*Task requirements*:
Put the lines between the line holding "Query: bridge arch" and the line holding "M 206 26 L 207", inclusive, into a JSON list of strings with one string per line, leaving out blank lines.

-- start of Records supplied --

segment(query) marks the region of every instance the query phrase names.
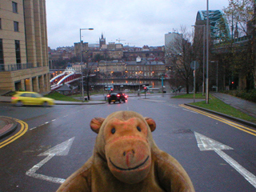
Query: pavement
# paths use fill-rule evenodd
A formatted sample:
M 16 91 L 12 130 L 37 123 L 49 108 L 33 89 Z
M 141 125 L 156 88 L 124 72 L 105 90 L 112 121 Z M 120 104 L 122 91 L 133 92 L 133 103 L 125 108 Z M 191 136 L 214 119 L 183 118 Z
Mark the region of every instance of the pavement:
M 211 94 L 218 98 L 218 99 L 223 101 L 226 104 L 230 105 L 231 106 L 240 110 L 243 113 L 246 113 L 248 115 L 256 118 L 256 103 L 255 102 L 248 102 L 242 98 L 238 98 L 229 94 L 225 94 L 221 93 L 211 93 Z M 134 96 L 134 95 L 129 95 L 129 97 L 131 97 L 131 96 Z M 91 97 L 91 100 L 88 101 L 88 102 L 55 101 L 55 104 L 56 105 L 98 105 L 98 104 L 106 103 L 106 101 L 96 100 L 98 98 L 97 98 Z M 10 97 L 0 96 L 0 102 L 10 102 Z M 185 104 L 185 105 L 190 106 L 191 107 L 195 107 L 190 104 Z M 200 108 L 200 107 L 195 107 L 195 108 Z M 256 124 L 250 122 L 246 122 L 242 119 L 233 118 L 223 114 L 206 110 L 203 108 L 200 108 L 200 110 L 206 110 L 208 112 L 210 112 L 220 116 L 223 116 L 231 120 L 237 121 L 243 124 L 246 124 L 247 126 L 256 128 Z M 8 136 L 10 134 L 14 132 L 17 127 L 18 127 L 18 123 L 13 118 L 0 116 L 0 139 Z

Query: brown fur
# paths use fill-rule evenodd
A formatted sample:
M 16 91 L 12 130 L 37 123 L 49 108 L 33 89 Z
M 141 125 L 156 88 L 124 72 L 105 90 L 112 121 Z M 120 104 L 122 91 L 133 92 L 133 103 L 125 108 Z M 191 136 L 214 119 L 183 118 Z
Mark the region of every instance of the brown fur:
M 133 111 L 94 118 L 93 155 L 58 191 L 194 191 L 182 166 L 158 149 L 155 122 Z

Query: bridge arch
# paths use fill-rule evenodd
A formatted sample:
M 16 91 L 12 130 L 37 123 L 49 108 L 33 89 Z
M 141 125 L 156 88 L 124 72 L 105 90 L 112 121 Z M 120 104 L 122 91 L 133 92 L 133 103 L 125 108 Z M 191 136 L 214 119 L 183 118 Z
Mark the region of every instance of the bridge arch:
M 206 26 L 207 11 L 199 10 L 197 14 L 195 26 Z M 214 44 L 230 39 L 230 31 L 226 18 L 222 10 L 209 10 L 210 38 Z

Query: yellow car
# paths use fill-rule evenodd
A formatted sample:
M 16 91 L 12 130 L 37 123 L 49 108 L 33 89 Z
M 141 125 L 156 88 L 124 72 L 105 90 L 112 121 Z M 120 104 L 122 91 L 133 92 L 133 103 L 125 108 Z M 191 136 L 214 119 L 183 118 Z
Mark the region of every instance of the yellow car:
M 49 106 L 54 105 L 54 99 L 43 98 L 41 94 L 35 92 L 16 92 L 11 98 L 11 102 L 15 106 L 34 106 L 39 105 Z

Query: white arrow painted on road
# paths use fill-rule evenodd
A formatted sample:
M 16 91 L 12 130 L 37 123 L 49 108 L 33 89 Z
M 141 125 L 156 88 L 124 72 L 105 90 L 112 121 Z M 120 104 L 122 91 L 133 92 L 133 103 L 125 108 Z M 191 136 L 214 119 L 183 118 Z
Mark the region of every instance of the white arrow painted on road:
M 256 177 L 246 169 L 242 167 L 238 162 L 225 154 L 222 150 L 233 150 L 233 148 L 218 142 L 214 139 L 207 138 L 202 134 L 194 132 L 195 138 L 198 142 L 198 146 L 201 151 L 202 150 L 214 150 L 222 158 L 229 163 L 240 174 L 242 174 L 251 185 L 256 188 Z
M 64 178 L 54 178 L 43 174 L 36 174 L 35 172 L 39 170 L 44 164 L 46 164 L 50 159 L 54 156 L 65 156 L 69 154 L 70 149 L 72 146 L 74 138 L 71 138 L 66 142 L 60 143 L 48 150 L 38 154 L 38 156 L 47 156 L 46 158 L 42 160 L 37 165 L 34 166 L 30 170 L 26 171 L 26 174 L 35 178 L 46 180 L 51 182 L 62 183 L 65 182 Z

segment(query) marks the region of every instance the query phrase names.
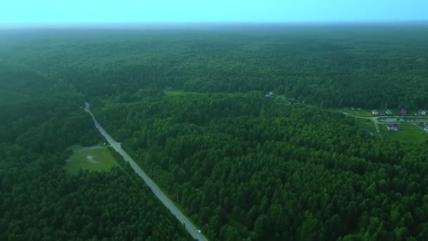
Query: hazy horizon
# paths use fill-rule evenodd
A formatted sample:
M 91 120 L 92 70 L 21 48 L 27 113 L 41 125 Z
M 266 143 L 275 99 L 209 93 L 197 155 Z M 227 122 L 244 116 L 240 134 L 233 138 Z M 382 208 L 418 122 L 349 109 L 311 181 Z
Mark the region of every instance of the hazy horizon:
M 424 0 L 75 0 L 5 1 L 0 23 L 341 23 L 426 21 Z
M 162 28 L 221 26 L 340 26 L 340 25 L 428 25 L 423 21 L 302 21 L 302 22 L 46 22 L 0 23 L 0 29 L 25 28 Z

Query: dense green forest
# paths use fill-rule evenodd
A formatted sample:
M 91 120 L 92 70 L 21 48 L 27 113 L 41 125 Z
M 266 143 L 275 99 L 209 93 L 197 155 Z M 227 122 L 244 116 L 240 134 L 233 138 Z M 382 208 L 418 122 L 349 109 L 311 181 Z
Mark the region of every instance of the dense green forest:
M 0 240 L 190 239 L 125 162 L 65 173 L 70 146 L 101 140 L 71 85 L 4 63 L 0 76 Z
M 428 108 L 425 25 L 5 31 L 0 58 L 87 96 L 154 85 L 270 91 L 322 107 Z
M 189 238 L 124 163 L 61 168 L 86 100 L 210 240 L 428 240 L 428 142 L 322 108 L 428 108 L 427 30 L 5 30 L 0 239 Z
M 213 239 L 428 237 L 428 143 L 257 93 L 108 103 L 100 122 Z

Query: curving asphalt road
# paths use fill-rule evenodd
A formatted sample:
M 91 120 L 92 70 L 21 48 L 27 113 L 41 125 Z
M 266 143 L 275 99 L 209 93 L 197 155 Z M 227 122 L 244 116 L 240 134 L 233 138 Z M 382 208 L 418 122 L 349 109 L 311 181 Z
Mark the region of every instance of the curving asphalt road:
M 184 225 L 184 228 L 187 230 L 187 232 L 190 233 L 191 237 L 193 237 L 195 240 L 207 240 L 207 239 L 199 232 L 198 229 L 191 223 L 190 220 L 187 218 L 177 208 L 175 205 L 168 199 L 168 197 L 159 189 L 158 185 L 146 175 L 146 173 L 141 170 L 141 168 L 137 165 L 135 161 L 120 147 L 120 143 L 116 142 L 106 132 L 106 130 L 101 126 L 99 123 L 96 121 L 95 117 L 89 111 L 89 104 L 87 102 L 84 102 L 84 111 L 88 112 L 92 118 L 94 119 L 94 123 L 95 123 L 95 126 L 101 133 L 101 135 L 106 138 L 107 142 L 114 148 L 116 152 L 118 152 L 125 159 L 125 161 L 130 163 L 131 167 L 134 171 L 138 174 L 146 184 L 151 189 L 153 192 L 156 195 L 156 197 L 162 202 L 163 205 L 168 209 L 174 216 L 178 219 L 178 221 Z

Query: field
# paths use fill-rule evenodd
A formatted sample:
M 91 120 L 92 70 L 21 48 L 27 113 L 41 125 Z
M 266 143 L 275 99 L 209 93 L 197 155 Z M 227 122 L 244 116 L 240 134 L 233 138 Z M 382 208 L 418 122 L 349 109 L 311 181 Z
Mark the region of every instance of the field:
M 351 110 L 351 109 L 348 109 L 348 110 L 341 110 L 341 111 L 347 113 L 348 114 L 351 115 L 351 116 L 363 116 L 363 117 L 373 116 L 371 111 L 368 111 L 368 110 L 365 110 L 365 109 L 360 109 L 360 110 L 355 109 L 353 111 Z
M 386 130 L 386 125 L 380 125 L 382 136 L 384 138 L 398 141 L 407 141 L 421 144 L 428 141 L 428 134 L 413 123 L 399 123 L 398 131 Z
M 355 118 L 355 125 L 364 130 L 370 131 L 371 132 L 376 132 L 373 122 L 369 119 Z
M 70 174 L 76 174 L 79 170 L 108 171 L 118 166 L 114 157 L 106 147 L 82 148 L 75 150 L 67 161 L 64 168 Z

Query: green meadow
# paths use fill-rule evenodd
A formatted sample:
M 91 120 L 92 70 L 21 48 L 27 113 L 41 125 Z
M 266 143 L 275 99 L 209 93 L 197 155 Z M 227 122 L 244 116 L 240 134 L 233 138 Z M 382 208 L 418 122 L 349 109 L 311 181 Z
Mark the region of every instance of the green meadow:
M 118 166 L 110 150 L 106 147 L 93 149 L 84 148 L 75 151 L 64 166 L 70 174 L 77 174 L 79 170 L 109 171 Z

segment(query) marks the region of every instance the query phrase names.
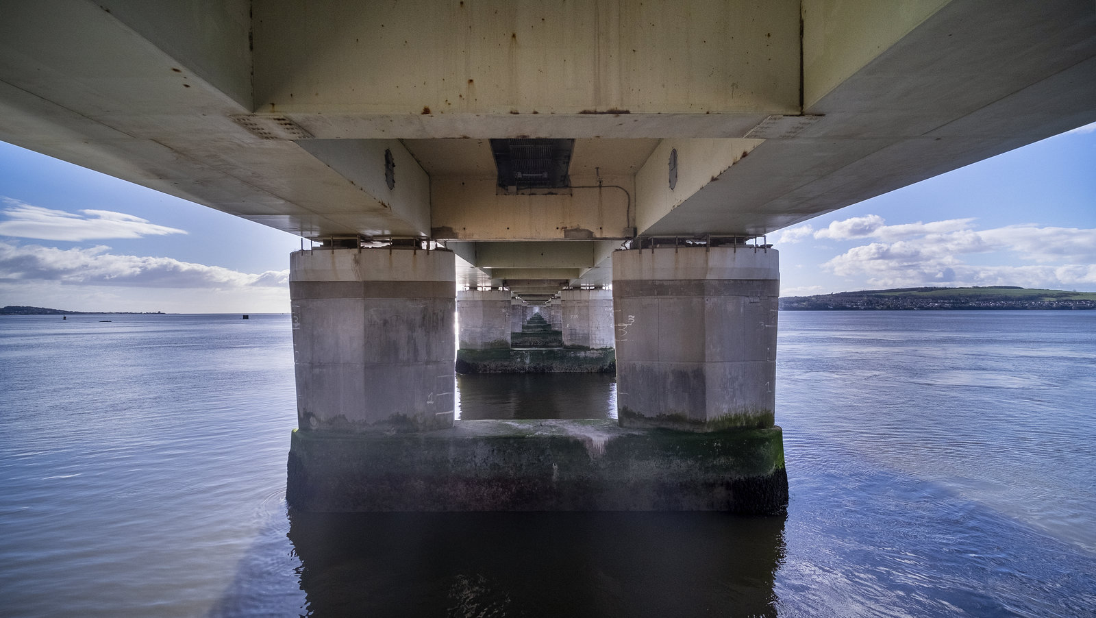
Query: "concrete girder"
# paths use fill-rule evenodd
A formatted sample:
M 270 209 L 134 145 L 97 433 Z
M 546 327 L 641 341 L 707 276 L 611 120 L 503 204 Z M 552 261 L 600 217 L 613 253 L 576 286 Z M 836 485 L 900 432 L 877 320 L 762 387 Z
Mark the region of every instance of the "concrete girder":
M 472 124 L 477 114 L 799 112 L 798 0 L 271 0 L 253 11 L 260 112 Z
M 453 251 L 481 268 L 590 268 L 594 243 L 573 242 L 457 242 Z M 470 253 L 469 253 L 470 251 Z
M 242 36 L 246 50 L 247 28 L 215 19 L 235 15 L 235 4 L 206 4 L 160 12 L 122 1 L 5 3 L 0 139 L 311 238 L 429 231 L 294 141 L 233 122 L 251 112 L 250 58 L 232 43 Z M 178 32 L 169 19 L 180 19 Z
M 761 234 L 1096 121 L 1087 0 L 466 4 L 8 1 L 0 139 L 310 238 L 608 242 Z M 240 116 L 299 133 L 261 139 Z M 443 137 L 578 138 L 572 184 L 612 178 L 624 213 L 515 209 L 489 152 Z M 400 139 L 445 195 L 427 215 L 378 183 Z M 666 154 L 694 139 L 752 149 L 680 148 L 670 192 Z M 487 184 L 437 188 L 457 179 Z

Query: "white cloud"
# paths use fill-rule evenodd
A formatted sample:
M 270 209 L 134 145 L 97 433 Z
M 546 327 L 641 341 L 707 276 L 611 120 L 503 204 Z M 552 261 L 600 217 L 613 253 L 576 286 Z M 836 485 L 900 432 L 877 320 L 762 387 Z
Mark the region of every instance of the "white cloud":
M 115 255 L 109 247 L 56 249 L 0 241 L 0 281 L 46 281 L 72 285 L 253 289 L 286 287 L 288 271 L 248 274 L 171 258 Z
M 780 296 L 812 296 L 822 294 L 824 288 L 820 285 L 801 285 L 797 287 L 780 288 Z
M 10 206 L 3 210 L 8 220 L 0 221 L 0 236 L 80 242 L 186 233 L 185 230 L 158 226 L 147 219 L 112 210 L 80 210 L 81 216 L 32 206 L 10 197 L 0 201 Z
M 814 238 L 829 238 L 833 240 L 867 238 L 881 227 L 883 227 L 883 218 L 879 215 L 853 217 L 852 219 L 831 222 L 830 227 L 814 232 Z
M 812 228 L 810 225 L 799 226 L 795 228 L 780 230 L 776 232 L 776 234 L 777 234 L 776 238 L 773 240 L 774 244 L 776 243 L 794 244 L 799 242 L 800 240 L 803 240 L 804 238 L 810 238 L 811 236 L 813 236 L 814 228 Z
M 879 215 L 866 215 L 864 217 L 853 217 L 841 221 L 833 221 L 829 227 L 814 232 L 814 238 L 827 238 L 831 240 L 876 238 L 893 242 L 895 240 L 914 238 L 928 233 L 950 233 L 969 230 L 971 224 L 973 222 L 973 218 L 968 218 L 929 221 L 927 224 L 917 221 L 915 224 L 888 226 L 883 218 Z
M 964 219 L 912 224 L 924 230 L 948 230 Z M 901 227 L 901 226 L 884 226 Z M 874 236 L 889 236 L 876 228 Z M 1009 254 L 1021 265 L 973 265 L 961 256 Z M 842 277 L 865 276 L 883 287 L 922 285 L 1019 285 L 1073 288 L 1096 284 L 1096 229 L 1008 226 L 989 230 L 958 229 L 923 233 L 897 242 L 854 247 L 823 264 Z

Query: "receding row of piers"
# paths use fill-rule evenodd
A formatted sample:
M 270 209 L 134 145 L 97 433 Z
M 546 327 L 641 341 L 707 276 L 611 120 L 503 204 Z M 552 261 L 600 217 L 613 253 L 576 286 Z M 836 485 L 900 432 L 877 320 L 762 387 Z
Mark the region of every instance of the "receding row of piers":
M 742 512 L 786 504 L 774 425 L 776 251 L 621 250 L 612 290 L 564 289 L 539 306 L 506 289 L 458 293 L 455 273 L 443 249 L 292 255 L 299 430 L 290 504 Z M 558 332 L 564 351 L 615 351 L 618 421 L 455 421 L 458 350 L 509 354 L 526 327 Z

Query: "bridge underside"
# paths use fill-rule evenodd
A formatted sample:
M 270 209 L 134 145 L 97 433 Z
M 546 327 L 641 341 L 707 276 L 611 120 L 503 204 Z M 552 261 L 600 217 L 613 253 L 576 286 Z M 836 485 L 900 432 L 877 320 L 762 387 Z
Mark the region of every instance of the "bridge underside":
M 765 234 L 1096 119 L 1086 0 L 3 12 L 0 139 L 313 240 L 448 241 L 461 284 L 530 293 L 609 283 L 637 234 Z M 574 140 L 568 186 L 500 186 L 491 139 Z
M 670 428 L 719 450 L 774 427 L 777 258 L 757 239 L 1096 121 L 1091 0 L 0 0 L 0 139 L 322 243 L 290 272 L 290 491 L 320 487 L 316 466 L 367 466 L 317 464 L 315 439 L 378 453 L 399 432 L 448 432 L 416 444 L 467 457 L 433 470 L 496 487 L 477 462 L 517 438 L 453 428 L 456 289 L 544 304 L 612 286 L 627 431 L 602 437 L 624 450 L 587 450 L 568 487 L 653 457 L 676 476 L 649 468 L 637 495 L 708 497 L 636 507 L 712 507 L 741 478 L 786 500 L 775 447 L 751 459 L 765 470 L 710 487 L 675 467 L 681 444 L 626 448 Z M 526 440 L 523 457 L 575 439 Z M 563 460 L 514 461 L 538 492 L 561 487 L 548 470 Z

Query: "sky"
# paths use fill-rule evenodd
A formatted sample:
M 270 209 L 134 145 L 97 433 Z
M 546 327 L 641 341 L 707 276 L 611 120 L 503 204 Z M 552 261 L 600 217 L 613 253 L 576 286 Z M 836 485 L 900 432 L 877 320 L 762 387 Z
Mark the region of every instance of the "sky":
M 772 233 L 780 295 L 1096 291 L 1096 124 Z M 301 239 L 0 142 L 0 307 L 284 313 Z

-- end of Records supplied --

*Written response*:
[
  "Query: bridge arch",
  "# paths use fill-rule evenodd",
  "A formatted sample:",
  "M 16 91 L 12 130 L 37 123 L 49 108 L 33 89 Z",
  "M 141 125 L 156 88 L 124 72 L 105 90 L 112 121 Z M 120 104 L 122 91 L 133 92 L 133 103 L 125 108 Z M 191 136 L 214 119 L 183 118 Z",
  "Mark the region of every instance of the bridge arch:",
  "M 206 26 L 207 11 L 199 10 L 197 14 L 195 26 Z M 214 44 L 230 39 L 230 31 L 226 18 L 222 10 L 209 10 L 210 38 Z"
]